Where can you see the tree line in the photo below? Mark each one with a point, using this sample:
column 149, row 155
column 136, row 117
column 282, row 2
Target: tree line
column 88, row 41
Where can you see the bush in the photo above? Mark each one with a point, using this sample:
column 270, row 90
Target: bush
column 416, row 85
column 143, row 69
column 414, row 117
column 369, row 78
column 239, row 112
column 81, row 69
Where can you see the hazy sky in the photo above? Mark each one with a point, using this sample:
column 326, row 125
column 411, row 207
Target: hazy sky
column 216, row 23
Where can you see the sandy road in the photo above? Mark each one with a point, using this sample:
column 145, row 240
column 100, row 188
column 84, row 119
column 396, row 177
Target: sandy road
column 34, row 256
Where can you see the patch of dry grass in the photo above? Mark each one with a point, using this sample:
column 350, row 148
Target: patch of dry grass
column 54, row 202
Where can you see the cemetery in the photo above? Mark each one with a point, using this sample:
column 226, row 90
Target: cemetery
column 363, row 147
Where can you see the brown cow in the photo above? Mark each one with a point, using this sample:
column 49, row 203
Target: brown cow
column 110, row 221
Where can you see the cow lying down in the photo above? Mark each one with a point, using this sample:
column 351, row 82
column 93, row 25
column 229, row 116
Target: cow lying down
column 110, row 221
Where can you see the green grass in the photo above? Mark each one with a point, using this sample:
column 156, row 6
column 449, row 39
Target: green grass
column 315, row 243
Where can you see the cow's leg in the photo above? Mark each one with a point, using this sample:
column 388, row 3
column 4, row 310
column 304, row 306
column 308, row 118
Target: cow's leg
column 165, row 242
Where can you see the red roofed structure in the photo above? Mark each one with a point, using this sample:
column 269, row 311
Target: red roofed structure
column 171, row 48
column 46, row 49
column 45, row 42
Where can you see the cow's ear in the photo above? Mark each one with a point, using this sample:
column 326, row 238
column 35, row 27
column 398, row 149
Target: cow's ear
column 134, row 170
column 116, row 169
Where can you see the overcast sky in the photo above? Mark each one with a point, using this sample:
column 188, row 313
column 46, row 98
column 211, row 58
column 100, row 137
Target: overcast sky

________________________

Given exercise =>
Reproduce the rows from the line containing "Where can you see the patch" through the line containing "column 315, row 243", changing every "cemetery" to "graveyard" and leaving everything else unchanged.

Solution below =>
Where can you see the patch of dry grass in the photo above? Mark each one with a point, using this sample:
column 350, row 148
Target: patch of dry grass
column 54, row 202
Where can you see the graveyard in the photo above? Mark each one with a point, using this sample:
column 226, row 90
Target: graveyard
column 363, row 147
Where can you see the brown cow in the photo above? Mark each one with a point, using this sample:
column 49, row 203
Target: brown cow
column 110, row 221
Where can you see the cow lying down in the photo above? Mark each one with a point, using this sample:
column 351, row 82
column 93, row 25
column 229, row 116
Target: cow lying down
column 110, row 221
Where can you see the green grass in the photo above? Mark each one with a point, using this sample:
column 156, row 6
column 449, row 39
Target: green grass
column 315, row 243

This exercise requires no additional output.